RECORD EXTRACTS Block Start

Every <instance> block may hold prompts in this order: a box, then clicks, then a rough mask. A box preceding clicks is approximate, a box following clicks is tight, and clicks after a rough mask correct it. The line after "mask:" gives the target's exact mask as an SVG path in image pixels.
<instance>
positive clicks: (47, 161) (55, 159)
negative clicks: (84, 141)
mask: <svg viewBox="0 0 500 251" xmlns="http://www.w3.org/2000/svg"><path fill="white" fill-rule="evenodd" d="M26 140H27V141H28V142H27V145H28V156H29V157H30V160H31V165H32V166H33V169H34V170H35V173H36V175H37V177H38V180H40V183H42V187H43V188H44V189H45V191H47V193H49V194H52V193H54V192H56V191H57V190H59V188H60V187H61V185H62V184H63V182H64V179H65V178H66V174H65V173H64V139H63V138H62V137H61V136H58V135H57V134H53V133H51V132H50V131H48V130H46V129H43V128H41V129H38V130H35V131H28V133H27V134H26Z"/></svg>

RECORD EXTRACTS Block End

▶ [THE TASK]:
The records above should be restated exactly, line for line.

▶ [RESPONSE TO THE TASK]:
Every <instance> block may hold prompts in this order: a box, then clicks, then a rough mask. A box preceding clicks is approximate, a box following clicks is tight, and clicks after a rough mask correct it. The line after "mask:" gives the target's exact mask as an SVG path in image pixels.
<instance>
positive clicks: (47, 161) (55, 159)
negative clicks: (84, 141)
mask: <svg viewBox="0 0 500 251" xmlns="http://www.w3.org/2000/svg"><path fill="white" fill-rule="evenodd" d="M26 140H27V141H28V142H27V145H28V156H29V157H30V160H31V165H32V166H33V169H34V170H35V173H36V175H37V177H38V180H40V183H42V187H43V188H44V189H45V191H47V193H49V194H52V193H54V192H56V191H57V190H59V188H60V187H61V185H62V184H63V182H64V179H65V178H66V174H65V173H64V139H63V138H62V137H61V136H58V135H57V134H53V133H51V132H50V131H48V130H46V129H43V128H41V129H38V130H35V131H28V133H27V134H26Z"/></svg>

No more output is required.